§ **WHAT IS REQUIRED**: Pull every line with "granite" from the material.

Top of DATA LISTING

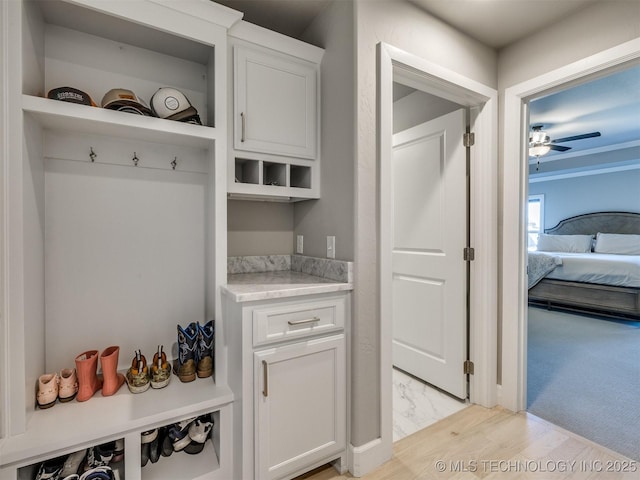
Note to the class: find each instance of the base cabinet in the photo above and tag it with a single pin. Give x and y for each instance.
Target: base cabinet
(288, 375)
(298, 400)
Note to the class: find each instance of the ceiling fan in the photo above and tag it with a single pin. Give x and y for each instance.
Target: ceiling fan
(540, 143)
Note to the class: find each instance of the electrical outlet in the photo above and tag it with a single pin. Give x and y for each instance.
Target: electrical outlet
(331, 247)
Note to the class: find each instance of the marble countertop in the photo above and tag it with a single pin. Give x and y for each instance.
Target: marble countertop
(247, 287)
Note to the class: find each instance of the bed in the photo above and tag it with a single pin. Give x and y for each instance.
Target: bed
(591, 282)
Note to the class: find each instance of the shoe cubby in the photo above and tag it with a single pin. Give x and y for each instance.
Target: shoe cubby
(300, 176)
(247, 171)
(115, 219)
(275, 174)
(272, 180)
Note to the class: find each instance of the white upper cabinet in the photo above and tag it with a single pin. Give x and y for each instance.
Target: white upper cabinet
(275, 103)
(274, 116)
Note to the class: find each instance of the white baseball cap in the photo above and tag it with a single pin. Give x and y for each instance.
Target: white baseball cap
(172, 104)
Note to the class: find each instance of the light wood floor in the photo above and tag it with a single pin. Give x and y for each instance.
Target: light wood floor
(495, 443)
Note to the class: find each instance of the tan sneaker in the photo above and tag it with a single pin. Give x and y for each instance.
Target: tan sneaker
(68, 387)
(47, 390)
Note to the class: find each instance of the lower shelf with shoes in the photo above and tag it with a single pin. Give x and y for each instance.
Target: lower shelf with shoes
(188, 444)
(189, 448)
(100, 462)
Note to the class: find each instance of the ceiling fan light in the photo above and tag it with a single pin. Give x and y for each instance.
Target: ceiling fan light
(538, 150)
(538, 136)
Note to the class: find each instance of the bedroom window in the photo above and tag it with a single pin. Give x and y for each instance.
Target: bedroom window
(535, 220)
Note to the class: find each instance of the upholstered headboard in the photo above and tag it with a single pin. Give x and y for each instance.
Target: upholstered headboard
(592, 223)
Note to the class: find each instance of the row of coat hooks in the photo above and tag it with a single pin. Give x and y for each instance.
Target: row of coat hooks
(93, 155)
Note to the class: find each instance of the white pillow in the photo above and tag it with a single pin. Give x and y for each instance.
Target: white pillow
(623, 244)
(564, 243)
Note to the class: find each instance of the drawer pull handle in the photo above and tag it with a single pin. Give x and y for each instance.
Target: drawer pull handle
(302, 322)
(265, 378)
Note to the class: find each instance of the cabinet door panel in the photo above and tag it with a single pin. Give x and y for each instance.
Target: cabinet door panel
(275, 104)
(300, 405)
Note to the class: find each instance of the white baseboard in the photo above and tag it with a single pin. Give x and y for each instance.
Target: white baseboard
(367, 457)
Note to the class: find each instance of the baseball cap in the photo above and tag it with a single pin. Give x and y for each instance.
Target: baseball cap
(172, 104)
(70, 94)
(125, 101)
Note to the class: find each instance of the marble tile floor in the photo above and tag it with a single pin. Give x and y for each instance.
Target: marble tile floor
(417, 405)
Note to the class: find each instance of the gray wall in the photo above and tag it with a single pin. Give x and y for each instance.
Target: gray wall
(611, 192)
(259, 228)
(333, 213)
(405, 26)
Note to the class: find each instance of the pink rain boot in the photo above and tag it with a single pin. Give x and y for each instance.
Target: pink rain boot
(86, 369)
(111, 379)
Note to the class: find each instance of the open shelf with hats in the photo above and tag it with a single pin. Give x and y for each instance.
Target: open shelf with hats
(274, 116)
(117, 221)
(55, 115)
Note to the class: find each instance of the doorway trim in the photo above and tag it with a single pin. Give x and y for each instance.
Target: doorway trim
(396, 64)
(514, 188)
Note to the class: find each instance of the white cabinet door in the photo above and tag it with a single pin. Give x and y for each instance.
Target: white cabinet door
(300, 405)
(275, 104)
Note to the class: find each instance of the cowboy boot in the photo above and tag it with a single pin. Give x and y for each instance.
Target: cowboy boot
(205, 349)
(185, 365)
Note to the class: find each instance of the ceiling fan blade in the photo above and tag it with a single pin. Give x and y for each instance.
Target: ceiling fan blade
(559, 148)
(576, 137)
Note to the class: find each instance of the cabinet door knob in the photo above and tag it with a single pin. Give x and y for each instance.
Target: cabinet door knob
(302, 322)
(265, 378)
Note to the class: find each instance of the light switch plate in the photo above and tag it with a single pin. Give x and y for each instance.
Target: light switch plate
(331, 247)
(299, 244)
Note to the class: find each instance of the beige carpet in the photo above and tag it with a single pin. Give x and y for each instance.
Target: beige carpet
(583, 374)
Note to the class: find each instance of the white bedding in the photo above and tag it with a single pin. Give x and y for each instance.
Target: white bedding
(601, 268)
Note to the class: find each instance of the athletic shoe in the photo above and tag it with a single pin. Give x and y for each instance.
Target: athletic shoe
(199, 431)
(179, 434)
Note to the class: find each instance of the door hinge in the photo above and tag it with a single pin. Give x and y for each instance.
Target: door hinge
(469, 254)
(468, 367)
(468, 139)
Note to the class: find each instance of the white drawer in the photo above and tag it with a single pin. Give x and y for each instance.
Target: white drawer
(278, 323)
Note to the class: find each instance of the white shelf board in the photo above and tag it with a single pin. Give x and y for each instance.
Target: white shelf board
(58, 115)
(74, 423)
(180, 464)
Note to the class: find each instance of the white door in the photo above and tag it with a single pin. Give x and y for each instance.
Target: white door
(429, 273)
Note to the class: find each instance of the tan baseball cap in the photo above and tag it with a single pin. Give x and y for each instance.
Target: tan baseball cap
(125, 101)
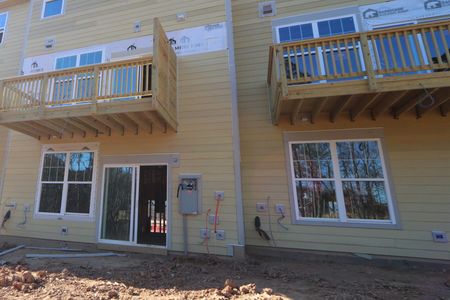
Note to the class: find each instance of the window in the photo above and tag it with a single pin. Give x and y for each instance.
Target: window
(52, 8)
(66, 183)
(64, 85)
(3, 20)
(341, 180)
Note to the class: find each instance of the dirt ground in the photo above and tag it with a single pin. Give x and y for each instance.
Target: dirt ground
(139, 276)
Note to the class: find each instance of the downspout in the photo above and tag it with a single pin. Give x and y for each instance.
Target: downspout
(20, 72)
(235, 125)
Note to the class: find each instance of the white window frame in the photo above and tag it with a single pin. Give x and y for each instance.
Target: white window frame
(315, 26)
(44, 3)
(63, 215)
(337, 179)
(3, 29)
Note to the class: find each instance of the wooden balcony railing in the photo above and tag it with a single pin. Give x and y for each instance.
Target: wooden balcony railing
(406, 50)
(93, 84)
(128, 87)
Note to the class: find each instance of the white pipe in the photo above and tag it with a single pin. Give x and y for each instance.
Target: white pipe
(235, 125)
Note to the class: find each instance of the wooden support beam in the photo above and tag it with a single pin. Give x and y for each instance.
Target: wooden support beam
(18, 128)
(56, 125)
(44, 129)
(39, 130)
(110, 123)
(80, 126)
(340, 106)
(100, 127)
(363, 104)
(318, 108)
(155, 120)
(141, 121)
(125, 122)
(296, 111)
(413, 103)
(388, 101)
(441, 97)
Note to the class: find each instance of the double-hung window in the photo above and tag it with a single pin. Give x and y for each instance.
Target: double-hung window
(52, 8)
(321, 59)
(340, 180)
(66, 185)
(3, 21)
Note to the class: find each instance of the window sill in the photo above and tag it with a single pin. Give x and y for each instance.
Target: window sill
(59, 217)
(368, 225)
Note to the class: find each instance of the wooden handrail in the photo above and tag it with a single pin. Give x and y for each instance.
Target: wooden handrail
(364, 55)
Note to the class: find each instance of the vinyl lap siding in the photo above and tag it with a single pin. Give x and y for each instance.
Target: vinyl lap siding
(204, 138)
(418, 153)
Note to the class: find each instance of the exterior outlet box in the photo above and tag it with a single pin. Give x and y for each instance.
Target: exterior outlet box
(261, 207)
(137, 26)
(212, 219)
(189, 194)
(219, 195)
(64, 230)
(280, 209)
(267, 9)
(204, 234)
(440, 236)
(220, 235)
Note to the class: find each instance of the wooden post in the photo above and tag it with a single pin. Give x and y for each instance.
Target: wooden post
(282, 68)
(43, 93)
(368, 61)
(96, 89)
(2, 104)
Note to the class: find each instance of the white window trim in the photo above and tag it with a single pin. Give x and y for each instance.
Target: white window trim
(78, 55)
(314, 23)
(68, 148)
(63, 10)
(4, 28)
(333, 136)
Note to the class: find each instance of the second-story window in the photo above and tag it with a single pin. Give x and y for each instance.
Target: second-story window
(52, 8)
(3, 19)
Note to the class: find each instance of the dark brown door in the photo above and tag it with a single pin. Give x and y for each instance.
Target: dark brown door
(152, 219)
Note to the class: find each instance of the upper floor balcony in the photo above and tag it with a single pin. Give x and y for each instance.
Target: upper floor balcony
(134, 95)
(396, 70)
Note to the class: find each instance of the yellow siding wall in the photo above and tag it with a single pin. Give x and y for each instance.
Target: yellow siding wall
(418, 151)
(204, 138)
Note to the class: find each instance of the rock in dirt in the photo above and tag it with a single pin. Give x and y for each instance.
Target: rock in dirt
(248, 289)
(231, 283)
(113, 294)
(27, 277)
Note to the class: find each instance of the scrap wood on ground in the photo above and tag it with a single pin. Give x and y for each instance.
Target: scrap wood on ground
(140, 276)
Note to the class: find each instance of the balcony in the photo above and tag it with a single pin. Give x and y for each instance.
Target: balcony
(138, 95)
(397, 71)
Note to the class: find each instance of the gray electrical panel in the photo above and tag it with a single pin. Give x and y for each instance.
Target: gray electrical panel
(189, 194)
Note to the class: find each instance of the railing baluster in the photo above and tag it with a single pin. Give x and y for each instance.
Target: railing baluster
(427, 48)
(445, 44)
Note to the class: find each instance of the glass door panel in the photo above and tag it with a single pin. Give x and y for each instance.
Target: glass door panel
(118, 204)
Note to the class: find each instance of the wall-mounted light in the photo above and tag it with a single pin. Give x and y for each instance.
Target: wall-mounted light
(181, 17)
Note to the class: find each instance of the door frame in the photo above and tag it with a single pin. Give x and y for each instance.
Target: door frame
(135, 205)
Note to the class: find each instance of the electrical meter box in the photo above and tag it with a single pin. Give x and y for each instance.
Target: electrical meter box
(189, 194)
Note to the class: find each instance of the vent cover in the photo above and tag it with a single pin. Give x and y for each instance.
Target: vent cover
(267, 9)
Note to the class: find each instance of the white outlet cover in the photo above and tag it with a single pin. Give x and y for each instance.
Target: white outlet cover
(261, 207)
(220, 235)
(204, 233)
(212, 218)
(280, 209)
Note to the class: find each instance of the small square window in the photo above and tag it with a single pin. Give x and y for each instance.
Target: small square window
(52, 8)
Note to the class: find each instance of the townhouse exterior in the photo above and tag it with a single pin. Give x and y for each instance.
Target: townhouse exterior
(180, 125)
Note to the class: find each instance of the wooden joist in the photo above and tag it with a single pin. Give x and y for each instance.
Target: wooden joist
(363, 104)
(340, 106)
(387, 102)
(412, 103)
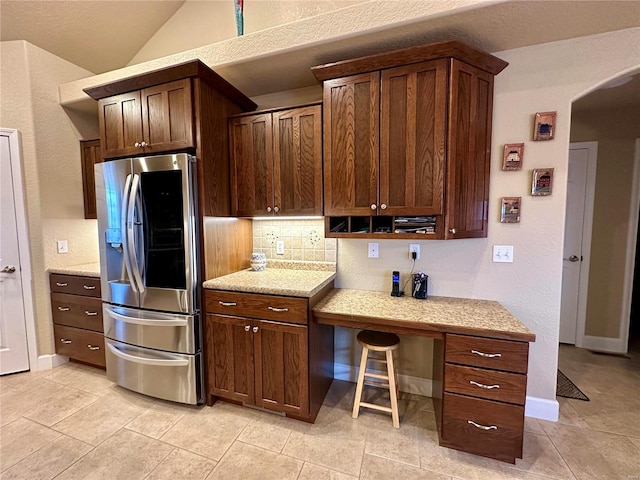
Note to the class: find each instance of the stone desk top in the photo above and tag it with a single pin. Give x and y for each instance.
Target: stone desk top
(83, 270)
(274, 281)
(431, 317)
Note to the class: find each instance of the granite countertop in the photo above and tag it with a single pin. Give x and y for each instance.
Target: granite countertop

Bottom of DATA LISTING

§ **WRITTEN ANSWER**:
Note to the class: find each instance of the granite countertop in the photo above and tag it with a single pin. Give x and y for each instance.
Target: granite countertop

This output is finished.